*** Opening PAGE EXCERPT ***
Editing of Social Survey Data with Machine Learning - A journey from PoC to Implementation

Organisation: ONS (Office for National Statistics) - UK

Author: Claus Sthamer

Date: 15/10/2020

This paper is about a Proof of Concept (PoC) investigation into the Editing and Imputation theme. It was started as a contribution to the UNECE ML project to investigate if Machine learning (ML) can be applied to the identification of suspicious, implausible or erroneous personal income data records of the Living Cost and Food (LCF) survey that need clerical error correction.

Introduction

The UNECE Machine Learning project was recommended by the High-Level Group for the Modernisation of Official Statistics (HLG-MOS) – Blue Sky Thinking network in the autumn of 2018, approved early 2019 and launched in March 2019. The objective of the project is to advance the research, development and application of ML techniques to add value or to make the production of official statistics better, where ‘better’ could be defined as:

Cheaper
Enabling faster releases of data
Having more consistent data
Providing alternative data sources

The project participants agreed to investigate these three themes in Work Package 1 (WP1):

Classification and Coding (C&C)
Editing and Imputation (E&I)
*** Closing PAGE EXCERPT ***
*** Opening STUDY MATERIAL ***
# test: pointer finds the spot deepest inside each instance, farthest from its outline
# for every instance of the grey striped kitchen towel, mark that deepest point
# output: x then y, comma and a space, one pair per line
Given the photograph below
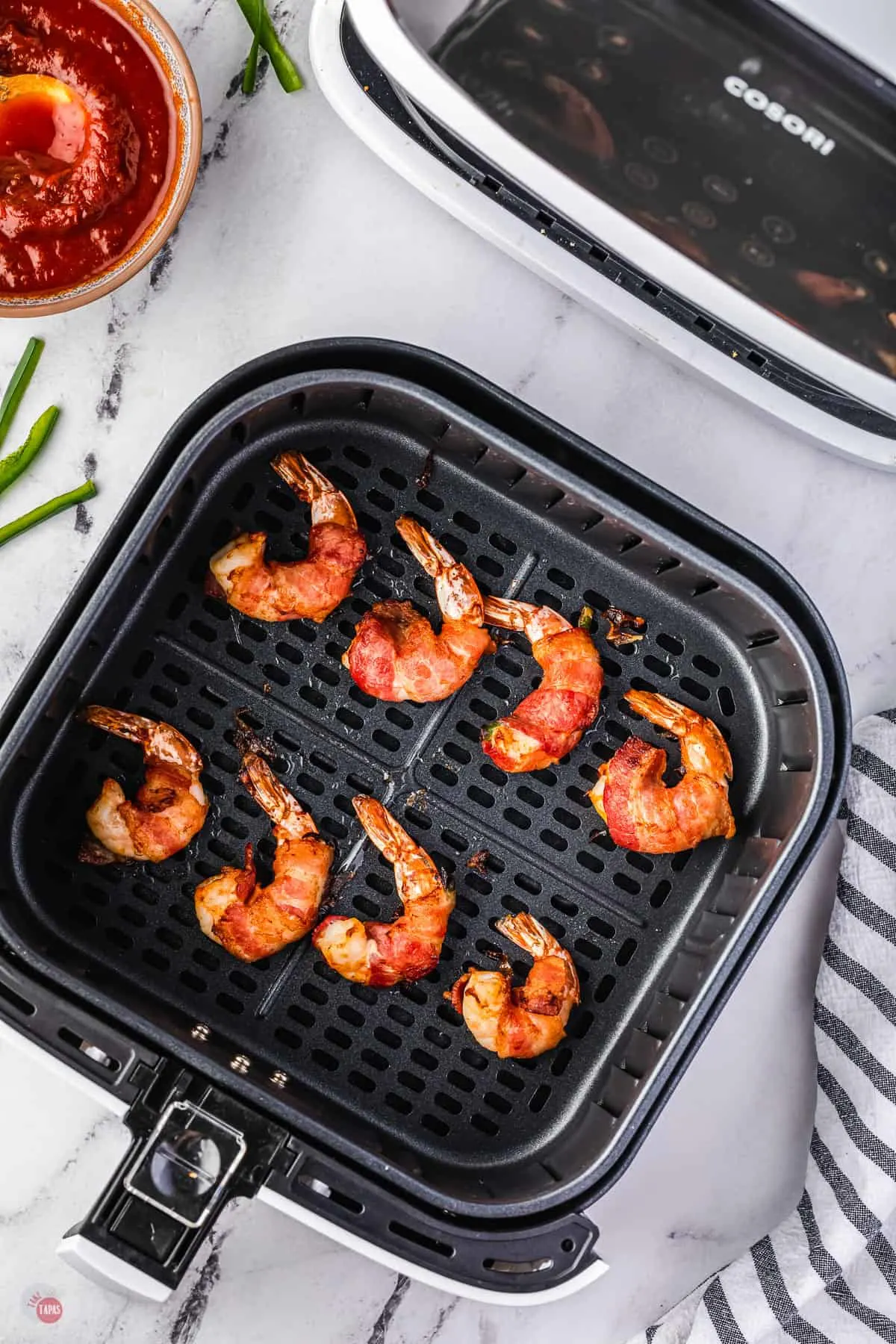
828, 1275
*** Closing STUDY MATERIAL ***
** EXERCISE TASKS **
A. List every way the survey data editing paper says "better" could be defined.
B. Please reproduce the survey data editing paper's text between "Introduction" and "and Coding (C&C)", inclusive.
The records stand apart from the survey data editing paper and have no connection to it.

** SOLUTIONS TO THE TASKS **
A.
- Cheaper
- Enabling faster releases of data
- Having more consistent data
- Providing alternative data sources

B.
Introduction

The UNECE Machine Learning project was recommended by the High-Level Group for the Modernisation of Official Statistics (HLG-MOS) – Blue Sky Thinking network in the autumn of 2018, approved early 2019 and launched in March 2019. The objective of the project is to advance the research, development and application of ML techniques to add value or to make the production of official statistics better, where ‘better’ could be defined as:

Cheaper
Enabling faster releases of data
Having more consistent data
Providing alternative data sources

The project participants agreed to investigate these three themes in Work Package 1 (WP1):

Classification and Coding (C&C)